Start of Listed entries
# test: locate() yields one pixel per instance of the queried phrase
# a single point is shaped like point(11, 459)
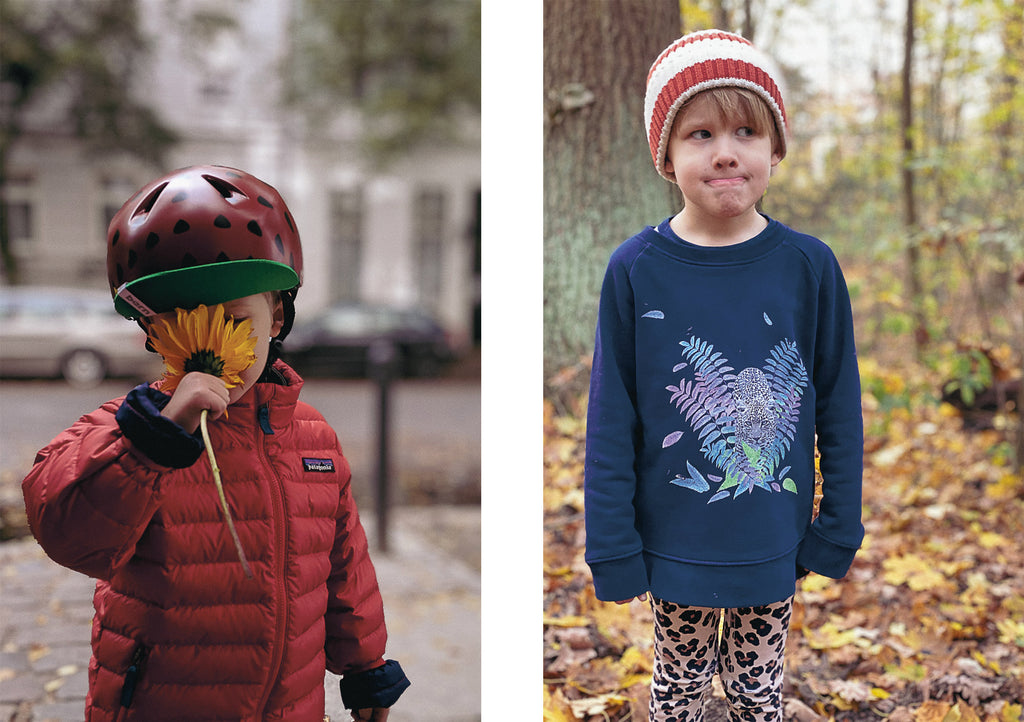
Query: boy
point(724, 344)
point(125, 495)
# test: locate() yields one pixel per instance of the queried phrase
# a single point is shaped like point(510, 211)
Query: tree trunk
point(909, 206)
point(600, 185)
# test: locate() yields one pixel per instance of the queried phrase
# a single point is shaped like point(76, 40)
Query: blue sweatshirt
point(714, 369)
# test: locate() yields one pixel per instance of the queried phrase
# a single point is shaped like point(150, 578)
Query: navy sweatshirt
point(714, 369)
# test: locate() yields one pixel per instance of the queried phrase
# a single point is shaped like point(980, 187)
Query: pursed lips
point(731, 180)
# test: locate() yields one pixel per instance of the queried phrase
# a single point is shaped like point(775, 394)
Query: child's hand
point(642, 597)
point(196, 392)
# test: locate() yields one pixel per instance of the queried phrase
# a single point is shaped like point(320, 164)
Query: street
point(435, 430)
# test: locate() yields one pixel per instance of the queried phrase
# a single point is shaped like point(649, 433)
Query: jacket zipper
point(281, 539)
point(133, 675)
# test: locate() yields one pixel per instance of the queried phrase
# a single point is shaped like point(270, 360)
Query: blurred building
point(406, 235)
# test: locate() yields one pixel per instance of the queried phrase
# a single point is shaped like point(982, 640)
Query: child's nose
point(725, 155)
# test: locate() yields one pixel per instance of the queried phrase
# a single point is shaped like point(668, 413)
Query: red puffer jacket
point(179, 632)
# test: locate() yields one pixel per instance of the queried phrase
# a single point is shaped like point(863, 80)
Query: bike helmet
point(202, 235)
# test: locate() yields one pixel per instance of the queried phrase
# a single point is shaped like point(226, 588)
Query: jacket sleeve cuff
point(157, 436)
point(377, 687)
point(616, 580)
point(824, 556)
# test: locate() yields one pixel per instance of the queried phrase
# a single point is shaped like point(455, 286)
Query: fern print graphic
point(745, 422)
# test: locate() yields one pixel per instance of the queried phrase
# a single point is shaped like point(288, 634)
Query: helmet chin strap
point(276, 343)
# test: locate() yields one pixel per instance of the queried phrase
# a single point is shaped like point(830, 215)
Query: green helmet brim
point(212, 284)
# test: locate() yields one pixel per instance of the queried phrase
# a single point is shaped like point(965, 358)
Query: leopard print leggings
point(749, 657)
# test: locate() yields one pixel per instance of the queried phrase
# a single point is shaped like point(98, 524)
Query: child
point(127, 496)
point(724, 343)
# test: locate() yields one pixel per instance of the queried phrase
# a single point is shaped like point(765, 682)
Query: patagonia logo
point(320, 465)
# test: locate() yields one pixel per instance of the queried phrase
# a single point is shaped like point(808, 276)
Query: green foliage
point(972, 373)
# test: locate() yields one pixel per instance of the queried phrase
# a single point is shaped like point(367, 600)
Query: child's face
point(265, 312)
point(721, 165)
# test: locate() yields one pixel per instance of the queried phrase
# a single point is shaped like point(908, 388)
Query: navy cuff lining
point(377, 687)
point(157, 436)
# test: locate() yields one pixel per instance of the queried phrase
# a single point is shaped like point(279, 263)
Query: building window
point(429, 221)
point(19, 222)
point(346, 244)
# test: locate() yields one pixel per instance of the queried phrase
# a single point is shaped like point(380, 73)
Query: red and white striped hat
point(709, 58)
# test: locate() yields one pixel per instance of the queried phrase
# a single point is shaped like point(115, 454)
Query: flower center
point(206, 362)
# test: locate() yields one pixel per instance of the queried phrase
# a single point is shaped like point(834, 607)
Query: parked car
point(343, 340)
point(71, 333)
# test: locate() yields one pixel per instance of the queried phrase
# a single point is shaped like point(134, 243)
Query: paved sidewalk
point(431, 598)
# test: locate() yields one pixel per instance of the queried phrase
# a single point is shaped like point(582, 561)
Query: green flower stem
point(220, 493)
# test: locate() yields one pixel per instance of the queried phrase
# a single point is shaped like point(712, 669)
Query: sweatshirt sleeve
point(836, 535)
point(90, 495)
point(614, 550)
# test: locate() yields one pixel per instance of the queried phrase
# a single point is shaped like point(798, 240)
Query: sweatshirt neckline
point(666, 239)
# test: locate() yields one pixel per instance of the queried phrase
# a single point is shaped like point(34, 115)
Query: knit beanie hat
point(709, 58)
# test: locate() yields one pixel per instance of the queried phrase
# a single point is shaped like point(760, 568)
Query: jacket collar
point(281, 398)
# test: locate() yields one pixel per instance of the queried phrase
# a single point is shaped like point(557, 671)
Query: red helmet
point(201, 235)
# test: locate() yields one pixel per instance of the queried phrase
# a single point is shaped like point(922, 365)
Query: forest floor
point(927, 627)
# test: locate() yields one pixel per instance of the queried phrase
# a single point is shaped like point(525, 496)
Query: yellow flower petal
point(205, 340)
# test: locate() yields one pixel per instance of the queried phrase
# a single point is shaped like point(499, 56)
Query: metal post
point(383, 357)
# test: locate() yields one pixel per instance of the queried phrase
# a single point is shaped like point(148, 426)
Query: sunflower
point(204, 340)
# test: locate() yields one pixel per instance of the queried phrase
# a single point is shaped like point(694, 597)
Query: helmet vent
point(143, 208)
point(223, 187)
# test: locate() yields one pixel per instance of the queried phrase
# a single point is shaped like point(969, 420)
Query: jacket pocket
point(133, 675)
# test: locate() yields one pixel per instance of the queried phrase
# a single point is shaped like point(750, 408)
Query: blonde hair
point(734, 101)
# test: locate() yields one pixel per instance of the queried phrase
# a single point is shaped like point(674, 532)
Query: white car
point(75, 333)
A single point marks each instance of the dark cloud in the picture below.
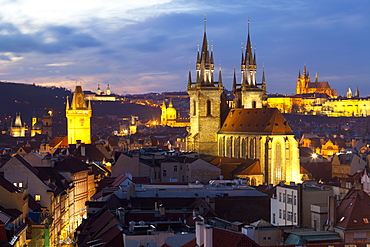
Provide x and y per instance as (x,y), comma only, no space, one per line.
(62,39)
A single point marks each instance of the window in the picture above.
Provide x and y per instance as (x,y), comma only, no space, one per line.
(37,198)
(289,199)
(208,108)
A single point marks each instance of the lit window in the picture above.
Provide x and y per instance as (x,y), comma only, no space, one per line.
(37,198)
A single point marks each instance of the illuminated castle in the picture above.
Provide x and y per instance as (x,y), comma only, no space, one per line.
(78,118)
(305,86)
(250,131)
(318,98)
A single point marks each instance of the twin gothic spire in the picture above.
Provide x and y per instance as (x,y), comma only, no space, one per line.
(205,68)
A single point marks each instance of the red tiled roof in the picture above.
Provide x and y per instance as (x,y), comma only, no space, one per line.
(223,237)
(8,185)
(256,120)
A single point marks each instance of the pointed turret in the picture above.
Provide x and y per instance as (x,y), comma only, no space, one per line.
(263,79)
(357,93)
(204,66)
(108,90)
(78,99)
(220,78)
(248,66)
(349,93)
(234,82)
(67,103)
(78,118)
(189,79)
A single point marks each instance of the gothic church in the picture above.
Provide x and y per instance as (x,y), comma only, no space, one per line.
(250,130)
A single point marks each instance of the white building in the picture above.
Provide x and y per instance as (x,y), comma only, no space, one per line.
(291,204)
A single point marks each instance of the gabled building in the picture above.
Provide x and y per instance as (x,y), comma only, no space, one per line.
(352,216)
(251,130)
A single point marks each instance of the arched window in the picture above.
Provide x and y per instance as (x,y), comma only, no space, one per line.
(208,108)
(252,148)
(278,161)
(194,108)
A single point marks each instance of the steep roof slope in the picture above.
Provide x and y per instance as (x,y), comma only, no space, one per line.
(256,120)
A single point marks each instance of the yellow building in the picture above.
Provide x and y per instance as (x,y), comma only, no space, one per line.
(305,86)
(169,116)
(251,131)
(78,118)
(18,128)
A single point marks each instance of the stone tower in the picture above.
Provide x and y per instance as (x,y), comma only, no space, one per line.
(248,93)
(78,118)
(205,103)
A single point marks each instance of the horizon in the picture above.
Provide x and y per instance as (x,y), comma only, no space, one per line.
(149,46)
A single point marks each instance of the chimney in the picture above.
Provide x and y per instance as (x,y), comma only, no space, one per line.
(83,150)
(208,238)
(332,213)
(162,210)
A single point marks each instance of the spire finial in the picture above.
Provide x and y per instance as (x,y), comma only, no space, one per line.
(205,22)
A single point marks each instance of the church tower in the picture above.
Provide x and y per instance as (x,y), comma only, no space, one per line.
(78,118)
(303,81)
(205,103)
(249,94)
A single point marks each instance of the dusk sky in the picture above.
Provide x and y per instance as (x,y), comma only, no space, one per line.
(140,46)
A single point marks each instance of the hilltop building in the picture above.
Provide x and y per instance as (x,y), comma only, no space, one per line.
(251,130)
(78,118)
(18,128)
(306,86)
(101,95)
(318,98)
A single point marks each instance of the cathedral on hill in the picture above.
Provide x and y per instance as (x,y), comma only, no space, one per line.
(78,118)
(251,130)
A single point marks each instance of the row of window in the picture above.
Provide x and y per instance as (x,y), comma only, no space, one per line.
(287,215)
(288,198)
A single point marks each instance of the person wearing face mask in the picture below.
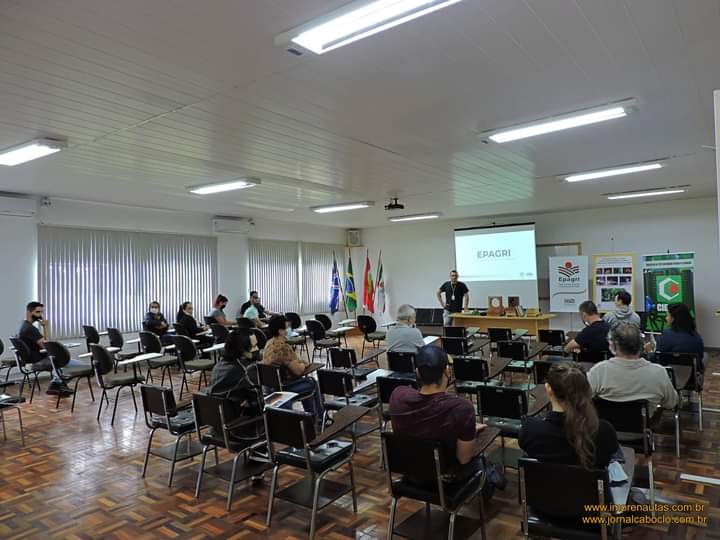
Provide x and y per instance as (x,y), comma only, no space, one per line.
(594,336)
(156,323)
(404,337)
(217,312)
(35,341)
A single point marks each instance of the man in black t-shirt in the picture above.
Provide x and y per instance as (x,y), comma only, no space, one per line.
(594,336)
(456,299)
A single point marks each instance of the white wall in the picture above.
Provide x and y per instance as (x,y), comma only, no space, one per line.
(417,257)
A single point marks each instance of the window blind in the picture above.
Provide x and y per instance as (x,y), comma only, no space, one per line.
(108,278)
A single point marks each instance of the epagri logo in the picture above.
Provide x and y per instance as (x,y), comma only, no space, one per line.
(494,254)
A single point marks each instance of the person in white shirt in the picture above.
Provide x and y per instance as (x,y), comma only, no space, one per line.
(404,337)
(628,377)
End of Listed entries
What you have to do: In the data above, find each line that uses the string "below". Copy it.

Task solution:
A single point marks each instance of the dark cloud in the picture below.
A single point marks each instance of the person wearing face mask in the picture below.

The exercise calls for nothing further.